** START READING PASSAGE **
00:29:39:19 – 00:29:44:14
Carl Landra
I can’t do it right in some sorts of ways, right?

00:29:44:19 – 00:30:13:34
Agent Palmer
We’re stubborn. When we get older, I think we get more stubborn. So like the things where you’re willing to take, I guess when you’re younger, you’re willing to take a teacher’s word for it, right? Like, oh, I’ll try that. Absolutely. I’ll try that. But once you get out of college and then you get out of your cocky, late 20s and you’re in your 30s, you’re like, no, I’m, I’m pretty much I’m the rock.

00:30:13:34 – 00:30:19:45
Agent Palmer
I’m going to be. There’s no more clay to be molded. Right? I am what I am, right.

00:30:19:50 – 00:30:43:29
Carl Landra
Well, well, one easy way to do that is to fix that is to go back in and change careers in your 30s. So, but and so and so just having that, having worked with kids, knowing what I know from my own career, being able to just bring a different lens, I was really excited to be able to work with kids, and to be able to just have that positive impact.

00:30:43:34 – 00:31:08:25
Carl Landra
It was very like, initially just the most, like, altruistic of desires. Right? I was like, oh, I just like, I want to be able to impact people. And as I’ve gone through, that’s definitely still the case. Being able to have that impact, being able to be there for kids, support them in their learning, in their life, to be able to help them become the people that they need to be to grow up.

00:31:08:25 – 00:31:26:48
Carl Landra
And so, that’s how I ended up there. And so and then I started talking to other people, you know, friends, friends who are teachers already, some that work in admin, some that, you know, have all these different things my engineering friends, family and finding out, you know, how how stupid of an idea is this?

00:31:26:52 – 00:31:44:43
Carl Landra
And no one told me. No, I had one person who told me it was. I was it was a bad idea. And she later said she was wrong. So, Which is great. So, lo and behold, and like you said, I had to go back to school. So two years.

00:31:44:48 – 00:31:54:53
Agent Palmer
And you’re. Are you still at the engineering? You’re still doing engineering during the day or are you all right? I’m going to go back to school full time for this.
** END READING PASSAGE **
§ **PROBLEM SET**:
1) Return the stretch of the interview transcript from "00:31:08:25 – 00:31:26:48" through "time for this.", word for word.
2) Answer these questions from the interview transcript:
(a) According to Agent Palmer, what happens to people as they get older?
(b) How long did Carl Landra have to go back to school?
(c) What did the one person who called the career change a bad idea later say?
The lines play no part in this work.
** START PROVIDED INFORMATION **
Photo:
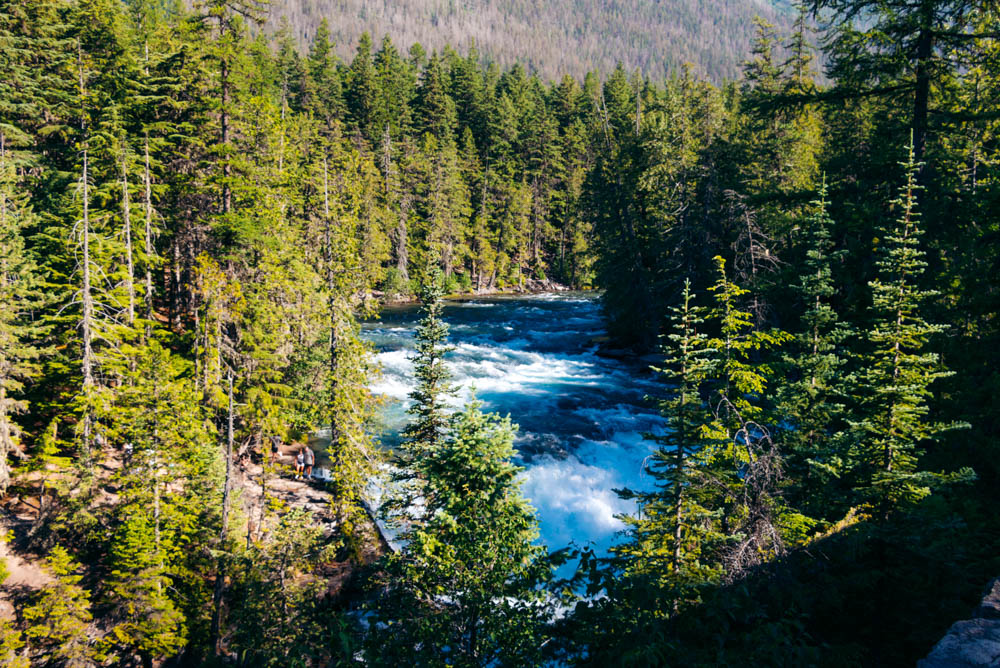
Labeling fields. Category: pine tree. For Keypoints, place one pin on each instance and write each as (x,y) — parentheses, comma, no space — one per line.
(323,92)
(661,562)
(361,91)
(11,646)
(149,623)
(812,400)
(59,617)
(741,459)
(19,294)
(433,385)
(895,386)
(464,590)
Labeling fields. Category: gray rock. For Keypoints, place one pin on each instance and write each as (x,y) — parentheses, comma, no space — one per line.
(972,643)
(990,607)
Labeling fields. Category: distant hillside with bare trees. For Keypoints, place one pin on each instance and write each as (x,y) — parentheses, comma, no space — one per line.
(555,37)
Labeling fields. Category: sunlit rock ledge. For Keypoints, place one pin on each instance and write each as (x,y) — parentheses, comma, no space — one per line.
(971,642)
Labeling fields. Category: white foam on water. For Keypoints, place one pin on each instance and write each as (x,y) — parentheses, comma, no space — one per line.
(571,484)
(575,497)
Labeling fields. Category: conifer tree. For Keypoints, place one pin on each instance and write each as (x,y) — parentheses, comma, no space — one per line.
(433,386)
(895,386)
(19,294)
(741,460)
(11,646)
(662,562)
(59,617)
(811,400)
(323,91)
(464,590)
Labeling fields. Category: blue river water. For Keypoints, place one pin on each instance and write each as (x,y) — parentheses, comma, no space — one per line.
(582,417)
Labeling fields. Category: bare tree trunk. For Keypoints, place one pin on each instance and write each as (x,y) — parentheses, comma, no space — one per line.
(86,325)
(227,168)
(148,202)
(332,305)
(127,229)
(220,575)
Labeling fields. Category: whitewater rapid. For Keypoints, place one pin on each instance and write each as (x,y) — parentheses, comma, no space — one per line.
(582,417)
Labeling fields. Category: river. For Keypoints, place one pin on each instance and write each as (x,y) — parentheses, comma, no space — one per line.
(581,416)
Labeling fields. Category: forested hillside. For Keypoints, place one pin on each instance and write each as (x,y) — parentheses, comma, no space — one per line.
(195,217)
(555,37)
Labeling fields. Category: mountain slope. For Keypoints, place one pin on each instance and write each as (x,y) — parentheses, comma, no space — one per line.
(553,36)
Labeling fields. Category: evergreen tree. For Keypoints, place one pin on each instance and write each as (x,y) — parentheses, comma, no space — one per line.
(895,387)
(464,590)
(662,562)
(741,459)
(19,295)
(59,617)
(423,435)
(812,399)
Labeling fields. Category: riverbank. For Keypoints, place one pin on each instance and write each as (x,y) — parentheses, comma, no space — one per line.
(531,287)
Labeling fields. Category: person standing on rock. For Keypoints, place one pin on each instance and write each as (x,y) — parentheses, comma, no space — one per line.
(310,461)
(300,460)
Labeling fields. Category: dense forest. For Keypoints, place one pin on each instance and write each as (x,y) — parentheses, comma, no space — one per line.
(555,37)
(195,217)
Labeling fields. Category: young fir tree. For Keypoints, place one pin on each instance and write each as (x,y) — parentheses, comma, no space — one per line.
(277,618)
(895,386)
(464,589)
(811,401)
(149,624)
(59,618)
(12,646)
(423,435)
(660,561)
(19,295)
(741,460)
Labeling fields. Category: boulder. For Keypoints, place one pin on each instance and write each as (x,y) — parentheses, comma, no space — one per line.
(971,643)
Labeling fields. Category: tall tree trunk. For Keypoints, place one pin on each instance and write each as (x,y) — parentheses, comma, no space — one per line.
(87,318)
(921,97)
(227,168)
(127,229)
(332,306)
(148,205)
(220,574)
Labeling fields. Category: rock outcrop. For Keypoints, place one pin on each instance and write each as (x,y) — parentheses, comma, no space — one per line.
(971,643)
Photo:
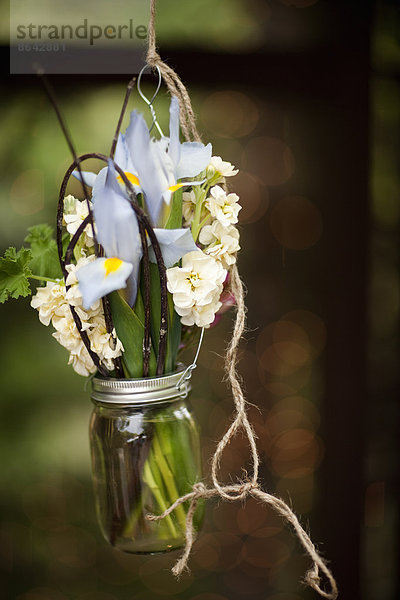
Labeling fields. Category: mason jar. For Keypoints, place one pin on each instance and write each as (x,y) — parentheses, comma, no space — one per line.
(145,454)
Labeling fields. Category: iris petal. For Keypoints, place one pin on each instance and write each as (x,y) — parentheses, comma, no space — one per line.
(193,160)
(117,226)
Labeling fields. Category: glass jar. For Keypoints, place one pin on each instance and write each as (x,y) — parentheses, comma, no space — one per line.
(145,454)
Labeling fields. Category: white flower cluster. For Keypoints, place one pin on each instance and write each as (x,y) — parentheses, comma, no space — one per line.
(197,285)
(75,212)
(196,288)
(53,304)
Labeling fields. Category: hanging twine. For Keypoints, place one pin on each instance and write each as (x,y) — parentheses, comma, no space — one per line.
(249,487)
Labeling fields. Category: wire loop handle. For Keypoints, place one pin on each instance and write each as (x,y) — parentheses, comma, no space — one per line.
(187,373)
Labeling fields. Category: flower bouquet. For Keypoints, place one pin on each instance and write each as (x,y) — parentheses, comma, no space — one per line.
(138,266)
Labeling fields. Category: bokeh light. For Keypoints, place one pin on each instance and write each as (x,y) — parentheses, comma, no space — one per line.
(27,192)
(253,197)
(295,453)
** END PROVIDED INFORMATION **
§ **ANSWERS IN ORDER**:
1)
00:31:08:25 – 00:31:26:48
Carl Landra
And so, that’s how I ended up there. And so and then I started talking to other people, you know, friends, friends who are teachers already, some that work in admin, some that, you know, have all these different things my engineering friends, family and finding out, you know, how how stupid of an idea is this?

00:31:26:52 – 00:31:44:43
Carl Landra
And no one told me. No, I had one person who told me it was. I was it was a bad idea. And she later said she was wrong. So, Which is great. So, lo and behold, and like you said, I had to go back to school. So two years.

00:31:44:48 – 00:31:54:53
Agent Palmer
And you’re. Are you still at the engineering? You’re still doing engineering during the day or are you all right? I’m going to go back to school full time for this.

2)
(a) They get more stubborn.
(b) Two years.
(c) That she was wrong.